_ACTIVITY_
Because the pictures are not wanted, give back only the exact text of every entry below.

_SUPPLIED MATERIAL_

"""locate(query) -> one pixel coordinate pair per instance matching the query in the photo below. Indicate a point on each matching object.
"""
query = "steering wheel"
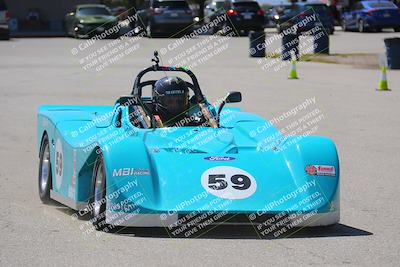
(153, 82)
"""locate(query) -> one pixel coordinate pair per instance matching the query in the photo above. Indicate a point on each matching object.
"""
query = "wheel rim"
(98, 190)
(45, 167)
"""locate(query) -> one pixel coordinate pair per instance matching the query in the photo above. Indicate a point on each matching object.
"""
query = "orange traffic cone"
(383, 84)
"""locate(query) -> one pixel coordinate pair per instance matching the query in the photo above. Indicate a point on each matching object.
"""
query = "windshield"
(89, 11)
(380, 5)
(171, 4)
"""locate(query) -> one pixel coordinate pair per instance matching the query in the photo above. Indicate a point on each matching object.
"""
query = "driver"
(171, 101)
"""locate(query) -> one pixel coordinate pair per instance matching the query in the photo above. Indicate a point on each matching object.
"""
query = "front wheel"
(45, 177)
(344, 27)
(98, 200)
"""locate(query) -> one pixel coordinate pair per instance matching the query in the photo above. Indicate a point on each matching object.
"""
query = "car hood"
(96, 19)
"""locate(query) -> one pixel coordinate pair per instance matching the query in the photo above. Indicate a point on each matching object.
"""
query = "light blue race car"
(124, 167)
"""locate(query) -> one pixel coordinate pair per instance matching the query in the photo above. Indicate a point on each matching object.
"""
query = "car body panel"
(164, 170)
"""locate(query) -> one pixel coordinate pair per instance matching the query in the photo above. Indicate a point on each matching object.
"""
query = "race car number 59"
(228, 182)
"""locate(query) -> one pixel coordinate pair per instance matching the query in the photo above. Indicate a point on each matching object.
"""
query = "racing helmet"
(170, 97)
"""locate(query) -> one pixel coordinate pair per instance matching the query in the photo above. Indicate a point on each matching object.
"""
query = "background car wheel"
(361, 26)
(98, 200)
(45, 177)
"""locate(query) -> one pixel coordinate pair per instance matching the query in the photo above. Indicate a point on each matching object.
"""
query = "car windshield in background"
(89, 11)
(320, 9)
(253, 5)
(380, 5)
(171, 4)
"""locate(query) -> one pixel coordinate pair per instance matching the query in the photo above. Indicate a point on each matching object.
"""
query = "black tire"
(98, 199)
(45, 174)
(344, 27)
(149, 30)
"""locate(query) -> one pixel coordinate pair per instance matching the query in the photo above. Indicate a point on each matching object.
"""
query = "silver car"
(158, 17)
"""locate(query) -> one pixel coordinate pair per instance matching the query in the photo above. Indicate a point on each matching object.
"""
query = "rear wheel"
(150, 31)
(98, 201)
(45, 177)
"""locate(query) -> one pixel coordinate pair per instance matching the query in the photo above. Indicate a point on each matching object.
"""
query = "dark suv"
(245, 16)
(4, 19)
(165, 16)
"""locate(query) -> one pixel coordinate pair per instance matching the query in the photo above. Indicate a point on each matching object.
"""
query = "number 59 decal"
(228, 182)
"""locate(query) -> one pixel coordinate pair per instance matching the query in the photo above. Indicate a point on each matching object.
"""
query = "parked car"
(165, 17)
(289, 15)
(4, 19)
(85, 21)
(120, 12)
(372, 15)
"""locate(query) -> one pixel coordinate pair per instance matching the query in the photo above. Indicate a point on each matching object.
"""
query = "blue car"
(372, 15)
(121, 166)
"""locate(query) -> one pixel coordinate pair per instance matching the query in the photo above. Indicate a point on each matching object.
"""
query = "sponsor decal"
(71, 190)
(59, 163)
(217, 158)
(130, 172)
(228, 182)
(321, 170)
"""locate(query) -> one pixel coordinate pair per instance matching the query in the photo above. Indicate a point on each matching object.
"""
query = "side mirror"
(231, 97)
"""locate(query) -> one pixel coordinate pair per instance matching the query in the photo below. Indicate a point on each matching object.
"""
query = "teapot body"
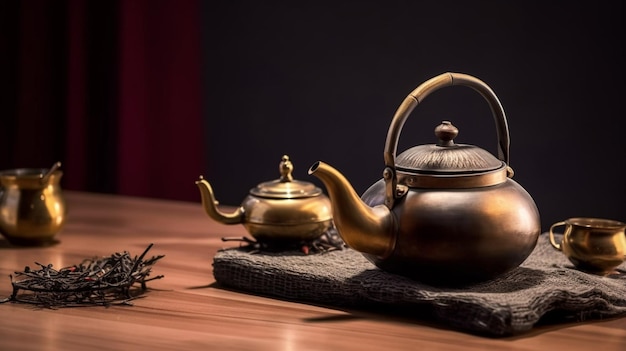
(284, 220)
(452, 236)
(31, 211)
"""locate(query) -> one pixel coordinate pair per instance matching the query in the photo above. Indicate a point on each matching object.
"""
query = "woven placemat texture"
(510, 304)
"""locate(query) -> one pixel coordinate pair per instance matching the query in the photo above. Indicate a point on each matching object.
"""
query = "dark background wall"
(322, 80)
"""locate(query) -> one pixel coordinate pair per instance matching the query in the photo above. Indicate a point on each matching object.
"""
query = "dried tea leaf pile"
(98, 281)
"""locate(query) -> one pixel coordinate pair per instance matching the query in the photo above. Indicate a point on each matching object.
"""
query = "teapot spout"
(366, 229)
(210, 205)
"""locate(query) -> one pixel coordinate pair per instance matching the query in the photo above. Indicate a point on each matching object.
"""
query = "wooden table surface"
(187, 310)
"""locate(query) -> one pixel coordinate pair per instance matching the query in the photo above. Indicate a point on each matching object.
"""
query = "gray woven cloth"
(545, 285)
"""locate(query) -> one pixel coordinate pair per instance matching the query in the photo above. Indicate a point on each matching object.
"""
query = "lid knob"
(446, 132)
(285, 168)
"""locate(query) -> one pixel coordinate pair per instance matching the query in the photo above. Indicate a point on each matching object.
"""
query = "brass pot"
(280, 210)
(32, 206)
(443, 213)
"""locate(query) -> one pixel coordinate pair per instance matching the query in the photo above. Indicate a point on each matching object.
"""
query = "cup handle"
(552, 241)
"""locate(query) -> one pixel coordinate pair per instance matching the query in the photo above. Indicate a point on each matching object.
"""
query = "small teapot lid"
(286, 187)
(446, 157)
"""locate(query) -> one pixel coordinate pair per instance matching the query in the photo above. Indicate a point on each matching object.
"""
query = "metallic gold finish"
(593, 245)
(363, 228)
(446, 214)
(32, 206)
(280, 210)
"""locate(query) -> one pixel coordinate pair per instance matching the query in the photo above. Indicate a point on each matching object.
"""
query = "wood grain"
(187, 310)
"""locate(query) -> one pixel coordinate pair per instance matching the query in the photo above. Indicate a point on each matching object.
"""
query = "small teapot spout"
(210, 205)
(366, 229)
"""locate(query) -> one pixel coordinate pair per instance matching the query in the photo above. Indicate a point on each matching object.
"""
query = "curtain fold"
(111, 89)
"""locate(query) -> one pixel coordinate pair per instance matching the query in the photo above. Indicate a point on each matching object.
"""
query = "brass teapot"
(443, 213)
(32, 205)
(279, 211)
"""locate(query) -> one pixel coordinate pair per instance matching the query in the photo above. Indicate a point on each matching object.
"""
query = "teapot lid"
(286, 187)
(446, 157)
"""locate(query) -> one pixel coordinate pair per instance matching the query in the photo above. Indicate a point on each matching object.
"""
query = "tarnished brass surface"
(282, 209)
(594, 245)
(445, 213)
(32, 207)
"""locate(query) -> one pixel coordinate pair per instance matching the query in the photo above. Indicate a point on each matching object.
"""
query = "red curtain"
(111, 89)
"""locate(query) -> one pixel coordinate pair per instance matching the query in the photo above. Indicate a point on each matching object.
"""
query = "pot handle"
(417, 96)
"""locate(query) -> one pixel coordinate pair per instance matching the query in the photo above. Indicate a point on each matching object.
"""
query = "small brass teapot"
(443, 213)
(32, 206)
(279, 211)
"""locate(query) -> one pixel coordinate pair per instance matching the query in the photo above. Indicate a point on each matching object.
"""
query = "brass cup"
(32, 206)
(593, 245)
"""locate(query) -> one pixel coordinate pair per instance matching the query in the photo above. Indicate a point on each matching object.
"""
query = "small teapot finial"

_ANSWER SECTION_
"""locate(query) -> one pixel coordinate pair per instance matching the query in the photo below. Indicate a point on each matching object.
"""
query = "steering wheel"
(153, 82)
"""locate(query) -> one pixel coordinate pair per instance matching the query in the photo above. Indicate a point on each matching object.
"""
query = "wheel rim"
(98, 190)
(45, 167)
"""locate(query) -> one pixel coordinate pair per instance matching the query in the photo above. Indicate a point on each matching object.
"""
query = "orange traffic cone"
(383, 84)
"""locate(query) -> one pixel coordinate pair per instance matching the query in the photo above. Indicate a point on each matching object.
"""
query = "windshield"
(89, 11)
(380, 5)
(171, 4)
"""locate(query) -> one pixel coordinate pair per instance matching the query in the photo above. Indicate a point on each matching object.
"""
query = "driver"
(171, 101)
"""locate(query) -> one pixel coordinate pair per instance matching the query in the photo above. Indicate a point on each matching object.
"""
query = "front wheel"
(45, 177)
(344, 27)
(98, 200)
"""locate(query) -> one pixel coordinate pair per instance matching the query in the photo above. Indicate a point on each matching object.
"""
query = "car hood"
(96, 19)
"""locate(query) -> one pixel coordinate pair per instance matching the query in the photo above. Indicate a point on each matching object.
"""
query = "light blue race car"
(124, 167)
"""locate(query) -> one pixel coordinate pair per instance matching the query in the photo above. Indicate a point on each matching object.
"""
query = "car body panel"
(164, 170)
"""locate(query) -> one pixel coordinate pair per instance matching the query in the photo above. Indicate a point on each matching object.
"""
query = "race car number 59"
(228, 182)
"""locate(query) -> one pixel coordinate pair per instance matching the query in the photo above. Indicate a point on each matching object.
"""
query = "racing helmet"
(170, 97)
"""locate(query) -> one pixel coordinate pair per instance matching the query in the photo above. Indicate a point on each matching object.
"""
query = "background car wheel"
(361, 26)
(98, 200)
(45, 177)
"""locate(query) -> one pixel coordinate pair per instance matching the query in the photo above. Indicate a point on each matching object.
"""
query = "car windshield in background"
(89, 11)
(320, 9)
(253, 5)
(380, 5)
(171, 4)
"""locate(query) -> one pixel coordinate pair per instance matching the query in the photo above. Indicate a point on each matching object.
"""
query = "black tire"
(98, 199)
(45, 174)
(344, 27)
(149, 30)
"""locate(query) -> one pixel coordinate pair per instance matching the query in the photo above. Indicate a point on each matching object.
"""
query = "silver car"
(158, 17)
"""locate(query) -> one pixel coordinate pair per instance matching the query in the photo above. Indicate a point on each matching object.
"""
query = "rear wheel"
(150, 31)
(98, 201)
(45, 177)
"""locate(query) -> one pixel coordinate pair per instance matching the query in the photo above. Indicate a point on each matching object.
"""
query = "dark suv"
(245, 16)
(4, 19)
(165, 16)
"""locate(query) -> one pixel coordinate pair per instance matching the query in the photo above. Indicate a point on each matching object.
"""
query = "number 59 decal"
(228, 182)
"""locate(query) -> one pixel coordinate pair per instance matching the query in the photo above. Indicate a point on each matching object.
"""
query = "parked car"
(165, 17)
(289, 15)
(4, 19)
(85, 21)
(120, 12)
(372, 15)
"""locate(query) -> one pixel coordinate pair per instance matching the query in the photo above. Indicate a point on each matching object.
"""
query = "blue car"
(372, 15)
(121, 166)
"""locate(query) -> one pixel coordinate pair per instance matching the query in the photo above. Indicate a point on each matching object.
"""
query = "sponsor decal"
(71, 190)
(59, 163)
(217, 158)
(130, 172)
(228, 182)
(321, 170)
"""locate(query) -> one pixel coordinate pair per instance matching the query in the photo above. Indicate a point on each matching object.
"""
query = "side mirror"
(231, 97)
"""locate(query) -> one pixel coordinate pair per instance matching the query in the photo below. Indicate a point on each matching object.
"""
query = "teapot body"
(284, 220)
(452, 236)
(31, 211)
"""locate(query) -> one pixel coordinate pair per instance matching the query in the photo above. Indicate a point on each matching object.
"""
query = "woven placemat texture"
(510, 304)
"""locate(query) -> one pixel coordinate pair per instance matching the query in the photo above. Indicate a point on each matching object.
"""
query = "dark background wall"
(322, 80)
"""locate(query) -> one pixel coordinate pair per instance matching the query in the photo above. Indicate a point on each matching object.
"""
query = "dried tea leaf pile"
(98, 281)
"""locate(query) -> one pixel coordinate pair per instance matching the query in the photo above. Indicate a point on each matching object.
"""
query = "teapot spout"
(366, 229)
(210, 205)
"""locate(query) -> one pixel coordinate pair per instance matching the query in the photo above. Indicate a point on each matching object.
"""
query = "wooden table surface"
(187, 310)
"""locate(query) -> one pixel coordinate pair per instance matching the query in the photo above. Indicate a point on each matching object.
"""
query = "gray woven cloth"
(545, 285)
"""locate(query) -> one pixel coordinate pair per instance matching the query in the photo above. Indicate a point on each matching object.
"""
query = "lid knob"
(446, 132)
(285, 168)
"""locate(query) -> one pixel coordinate pair per instance matching the query in the photo above. Indicate a point on each matching object.
"""
query = "brass pot"
(280, 210)
(32, 206)
(443, 213)
"""locate(query) -> one pixel coordinate pair per instance matching the query in the photo above. Indicate a point on each matching object.
"""
query = "cup handle"
(552, 241)
"""locate(query) -> one pixel coordinate pair per instance matching the query in the photo above. Indicate a point on each matching object.
"""
query = "small teapot lid"
(286, 187)
(446, 157)
"""locate(query) -> one pixel coordinate pair per instance matching the query in the photo above. Indicate a point on each matching object.
"""
query = "metallic gold finish"
(593, 245)
(363, 228)
(446, 214)
(32, 206)
(280, 210)
"""locate(query) -> one pixel coordinate pair per instance matching the query in the photo above. Indicate a point on each matching object.
"""
query = "wood grain"
(187, 310)
"""locate(query) -> one pixel coordinate pair per instance matching the query in the photo above. Indicate a point on each matching object.
"""
query = "small teapot spout"
(210, 205)
(366, 229)
"""locate(query) -> one pixel coordinate pair per instance matching the query in the photo above. Indicate a point on each matching object.
"""
query = "curtain fold"
(111, 89)
"""locate(query) -> one pixel coordinate pair per instance matching the query in the photo above. Indicate a point on each matching object.
"""
query = "brass teapot"
(443, 213)
(32, 205)
(279, 211)
"""locate(query) -> one pixel coordinate pair per instance matching the query in the photo above. Indicate a point on each matching object.
"""
query = "teapot lid"
(286, 187)
(446, 157)
"""locate(query) -> one pixel coordinate pair per instance matching the query in the photo above. Indicate a point on each matching object.
"""
query = "tarnished brass surface"
(282, 209)
(594, 245)
(445, 213)
(32, 207)
"""locate(query) -> one pixel coordinate pair per instance matching the query in the photo above. Indicate a point on each matching object.
"""
query = "red curtain"
(111, 89)
"""locate(query) -> one pixel coordinate pair per instance matching the query in the photo above. Indicate a point on each matching object.
"""
query = "pot handle"
(417, 96)
"""locate(query) -> one pixel coordinate pair per instance matching the query in the photo above. Indicate a point on each matching object.
"""
query = "small brass teapot"
(443, 213)
(32, 206)
(279, 211)
"""locate(query) -> one pixel coordinate pair per instance matching the query in the photo above. Indicate a point on each matching object.
"""
query = "brass cup"
(32, 206)
(593, 245)
"""locate(query) -> one pixel coordinate pair per instance matching the query in the photo above. Indicate a point on each matching object.
"""
query = "small teapot finial"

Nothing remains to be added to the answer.